Aim. Rewrite each line of the items below as a Markdown table with the columns Row and Line, numbering the rows in order and omitting blank lines.

Working data.

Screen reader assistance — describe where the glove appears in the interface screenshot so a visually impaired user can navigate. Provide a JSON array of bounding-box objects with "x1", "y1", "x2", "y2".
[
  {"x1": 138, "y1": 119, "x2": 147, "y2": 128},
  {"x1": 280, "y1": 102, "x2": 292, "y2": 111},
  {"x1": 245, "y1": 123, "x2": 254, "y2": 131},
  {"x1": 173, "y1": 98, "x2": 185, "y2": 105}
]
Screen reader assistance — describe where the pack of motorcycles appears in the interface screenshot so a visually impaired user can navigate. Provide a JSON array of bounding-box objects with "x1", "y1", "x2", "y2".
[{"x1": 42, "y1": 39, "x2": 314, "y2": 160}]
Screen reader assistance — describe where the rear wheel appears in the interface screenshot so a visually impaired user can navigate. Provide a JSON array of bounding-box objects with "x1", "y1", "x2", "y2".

The result.
| Row | Line |
|---|---|
| 1 | Screen reader assistance — describe where the glove appears in the interface screenshot so a visually impaired user can navigate. Provide a JSON array of bounding-box objects with "x1", "y1", "x2", "y2". |
| 2 | [ |
| 3 |   {"x1": 138, "y1": 119, "x2": 147, "y2": 128}, |
| 4 |   {"x1": 280, "y1": 102, "x2": 292, "y2": 111}, |
| 5 |   {"x1": 245, "y1": 123, "x2": 254, "y2": 131}, |
| 6 |   {"x1": 173, "y1": 98, "x2": 185, "y2": 105} |
| 7 | ] |
| 8 | Screen reader assistance — describe where the pack of motorcycles appears in the interface screenshot so a visually impaired user can navigate. Provide a JSON array of bounding-box objects with "x1", "y1", "x2", "y2". |
| 9 | [{"x1": 42, "y1": 39, "x2": 314, "y2": 160}] |
| 10 | Screen reader assistance — describe where the rear wheel appears in the interface screenshot so a visually impaired user can navigate. Provide a JSON array of bounding-box objects with "x1", "y1", "x2", "y2". |